[START]

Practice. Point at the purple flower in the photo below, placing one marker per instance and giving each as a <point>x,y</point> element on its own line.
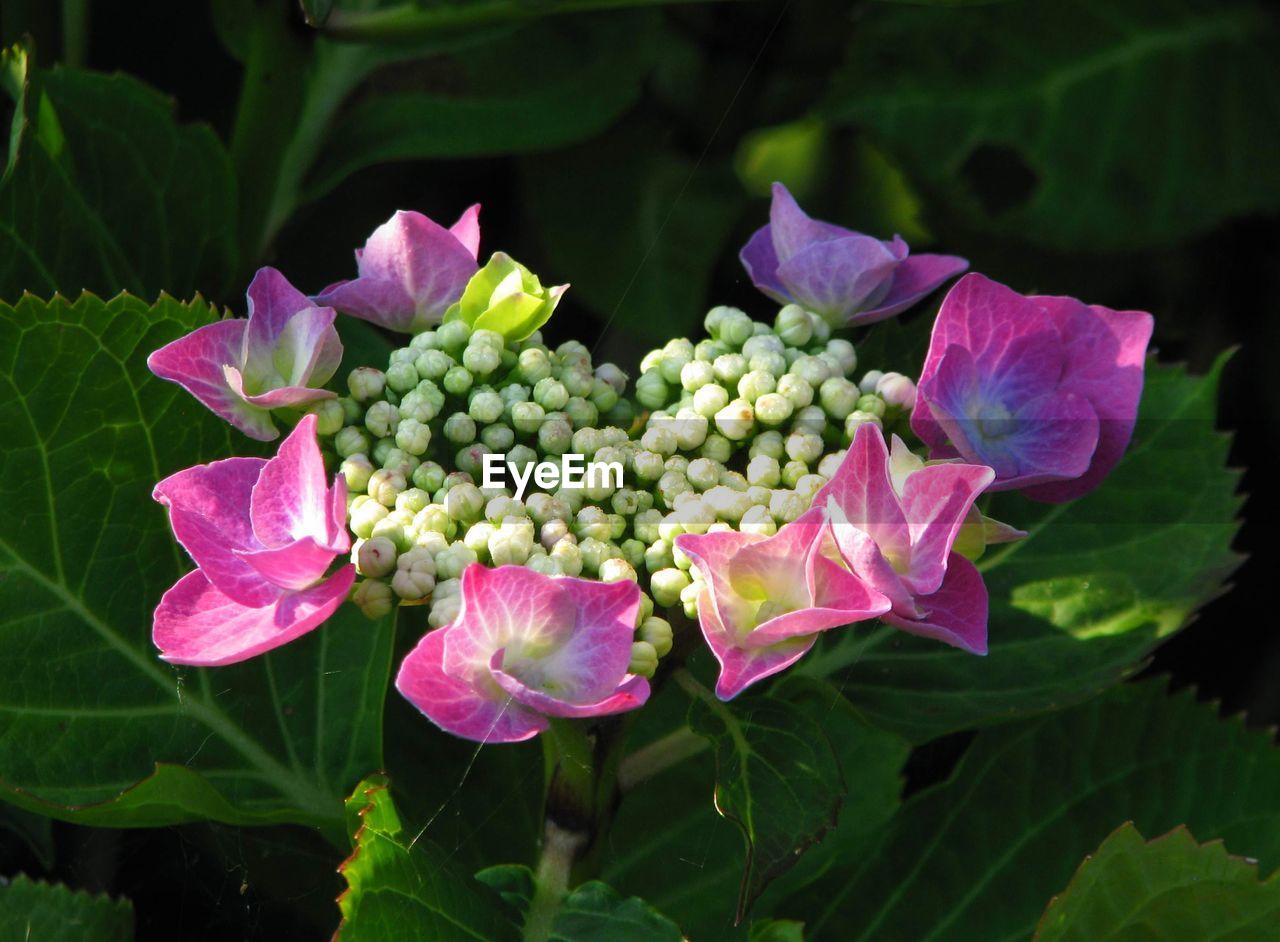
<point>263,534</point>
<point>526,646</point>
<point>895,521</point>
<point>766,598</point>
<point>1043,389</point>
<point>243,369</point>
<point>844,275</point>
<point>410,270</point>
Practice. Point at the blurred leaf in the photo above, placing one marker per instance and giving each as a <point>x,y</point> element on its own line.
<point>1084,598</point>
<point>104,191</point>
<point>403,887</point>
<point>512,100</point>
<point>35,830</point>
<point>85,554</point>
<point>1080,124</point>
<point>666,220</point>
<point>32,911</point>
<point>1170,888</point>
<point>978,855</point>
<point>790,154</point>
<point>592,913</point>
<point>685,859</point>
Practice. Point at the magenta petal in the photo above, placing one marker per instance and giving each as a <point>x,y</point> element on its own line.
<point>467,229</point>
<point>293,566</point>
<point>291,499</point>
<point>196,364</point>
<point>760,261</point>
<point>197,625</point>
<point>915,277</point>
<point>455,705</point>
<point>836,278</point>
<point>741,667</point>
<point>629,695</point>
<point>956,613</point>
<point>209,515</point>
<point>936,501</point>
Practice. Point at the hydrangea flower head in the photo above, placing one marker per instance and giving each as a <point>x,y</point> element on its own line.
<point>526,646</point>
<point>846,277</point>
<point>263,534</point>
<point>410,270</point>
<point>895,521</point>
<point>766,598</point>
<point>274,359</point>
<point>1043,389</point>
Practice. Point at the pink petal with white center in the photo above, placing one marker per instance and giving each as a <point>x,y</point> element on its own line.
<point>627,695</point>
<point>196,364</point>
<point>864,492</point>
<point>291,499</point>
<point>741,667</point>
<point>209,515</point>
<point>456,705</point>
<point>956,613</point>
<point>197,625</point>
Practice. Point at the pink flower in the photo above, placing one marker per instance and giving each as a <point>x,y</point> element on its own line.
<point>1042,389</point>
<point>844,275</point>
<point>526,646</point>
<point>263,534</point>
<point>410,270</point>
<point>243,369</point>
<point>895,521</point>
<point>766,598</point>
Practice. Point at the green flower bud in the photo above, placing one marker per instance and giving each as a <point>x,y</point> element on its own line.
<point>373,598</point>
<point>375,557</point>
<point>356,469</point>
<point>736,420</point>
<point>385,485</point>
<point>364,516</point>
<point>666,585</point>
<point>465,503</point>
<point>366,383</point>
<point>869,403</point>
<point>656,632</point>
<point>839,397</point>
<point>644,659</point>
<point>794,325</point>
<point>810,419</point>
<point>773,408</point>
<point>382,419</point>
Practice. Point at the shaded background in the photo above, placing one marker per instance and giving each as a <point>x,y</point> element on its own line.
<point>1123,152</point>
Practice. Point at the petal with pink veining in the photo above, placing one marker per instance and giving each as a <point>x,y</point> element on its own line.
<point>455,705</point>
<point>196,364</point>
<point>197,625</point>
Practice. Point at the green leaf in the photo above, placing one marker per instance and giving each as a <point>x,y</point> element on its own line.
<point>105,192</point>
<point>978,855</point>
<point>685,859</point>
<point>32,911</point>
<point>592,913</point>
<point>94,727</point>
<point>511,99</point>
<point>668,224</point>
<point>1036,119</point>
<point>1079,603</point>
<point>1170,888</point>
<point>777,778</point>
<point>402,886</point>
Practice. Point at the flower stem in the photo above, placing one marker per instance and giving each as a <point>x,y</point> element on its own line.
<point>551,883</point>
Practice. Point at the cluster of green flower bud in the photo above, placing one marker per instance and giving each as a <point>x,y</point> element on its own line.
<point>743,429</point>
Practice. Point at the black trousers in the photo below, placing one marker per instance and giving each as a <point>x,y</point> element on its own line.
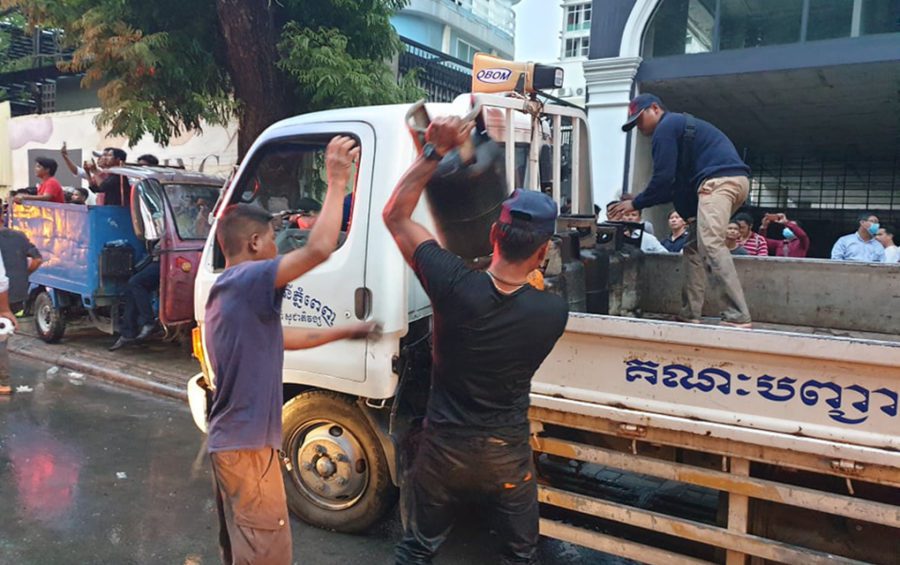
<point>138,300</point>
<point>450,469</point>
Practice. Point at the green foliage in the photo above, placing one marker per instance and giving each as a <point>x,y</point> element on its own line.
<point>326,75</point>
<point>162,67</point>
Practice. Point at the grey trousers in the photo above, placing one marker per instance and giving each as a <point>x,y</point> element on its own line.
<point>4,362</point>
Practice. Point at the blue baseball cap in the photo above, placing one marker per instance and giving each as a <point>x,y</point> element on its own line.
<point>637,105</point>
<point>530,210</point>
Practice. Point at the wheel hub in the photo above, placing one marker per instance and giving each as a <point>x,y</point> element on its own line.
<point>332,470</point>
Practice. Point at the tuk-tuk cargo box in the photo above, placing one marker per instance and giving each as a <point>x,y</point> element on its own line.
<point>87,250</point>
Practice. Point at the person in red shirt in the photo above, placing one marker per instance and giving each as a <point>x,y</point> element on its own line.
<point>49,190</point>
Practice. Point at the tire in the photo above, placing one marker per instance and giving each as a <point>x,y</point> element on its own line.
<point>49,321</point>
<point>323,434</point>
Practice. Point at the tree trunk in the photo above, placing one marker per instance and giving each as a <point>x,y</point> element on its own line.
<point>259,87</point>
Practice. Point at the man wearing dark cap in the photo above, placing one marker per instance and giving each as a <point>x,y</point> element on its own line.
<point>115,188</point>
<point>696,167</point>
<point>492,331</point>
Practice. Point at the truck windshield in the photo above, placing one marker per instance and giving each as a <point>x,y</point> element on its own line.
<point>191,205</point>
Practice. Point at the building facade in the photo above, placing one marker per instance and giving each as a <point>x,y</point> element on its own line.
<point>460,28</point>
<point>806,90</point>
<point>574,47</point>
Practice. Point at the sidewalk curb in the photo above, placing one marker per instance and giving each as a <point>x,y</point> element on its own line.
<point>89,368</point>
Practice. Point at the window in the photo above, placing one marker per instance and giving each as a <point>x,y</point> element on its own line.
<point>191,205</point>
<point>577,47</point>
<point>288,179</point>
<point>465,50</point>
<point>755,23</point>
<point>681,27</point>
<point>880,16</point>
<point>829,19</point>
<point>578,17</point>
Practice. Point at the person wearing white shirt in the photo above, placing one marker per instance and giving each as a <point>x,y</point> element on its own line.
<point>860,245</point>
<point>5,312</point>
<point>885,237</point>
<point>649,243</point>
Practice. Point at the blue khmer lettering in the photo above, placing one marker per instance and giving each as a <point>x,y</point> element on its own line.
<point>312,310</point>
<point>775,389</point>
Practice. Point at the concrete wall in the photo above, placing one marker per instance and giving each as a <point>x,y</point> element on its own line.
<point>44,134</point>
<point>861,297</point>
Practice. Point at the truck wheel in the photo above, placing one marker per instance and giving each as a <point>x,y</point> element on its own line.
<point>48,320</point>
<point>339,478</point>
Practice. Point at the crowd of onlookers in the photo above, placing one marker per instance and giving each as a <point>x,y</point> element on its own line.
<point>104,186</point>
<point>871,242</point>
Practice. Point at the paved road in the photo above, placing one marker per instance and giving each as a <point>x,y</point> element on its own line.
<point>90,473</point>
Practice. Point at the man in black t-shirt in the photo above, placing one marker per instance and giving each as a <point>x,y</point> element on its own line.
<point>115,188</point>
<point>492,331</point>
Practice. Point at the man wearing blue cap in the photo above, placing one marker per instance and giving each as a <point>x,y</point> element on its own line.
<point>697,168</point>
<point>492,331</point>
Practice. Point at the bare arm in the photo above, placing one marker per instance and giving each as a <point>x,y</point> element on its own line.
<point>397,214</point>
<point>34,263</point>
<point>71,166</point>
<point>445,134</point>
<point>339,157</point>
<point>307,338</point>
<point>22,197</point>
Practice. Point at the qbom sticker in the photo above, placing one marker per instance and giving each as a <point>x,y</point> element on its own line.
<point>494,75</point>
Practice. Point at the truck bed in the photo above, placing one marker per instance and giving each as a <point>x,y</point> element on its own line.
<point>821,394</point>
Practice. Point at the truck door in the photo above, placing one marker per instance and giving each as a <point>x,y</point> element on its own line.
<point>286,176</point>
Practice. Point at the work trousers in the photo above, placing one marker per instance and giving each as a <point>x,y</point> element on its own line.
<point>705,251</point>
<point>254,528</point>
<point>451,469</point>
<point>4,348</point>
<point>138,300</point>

[END]

### PROBLEM
Copy out word for word the rows from the line containing "Practice. Point at the crowd" through the line containing "<point>871,242</point>", including both of those lines.

### RESPONSE BELOW
Practice. Point at the crowd of onlookers in the photo above, placing one marker per instance and giving each as a <point>x,y</point> element on its own line.
<point>104,186</point>
<point>871,242</point>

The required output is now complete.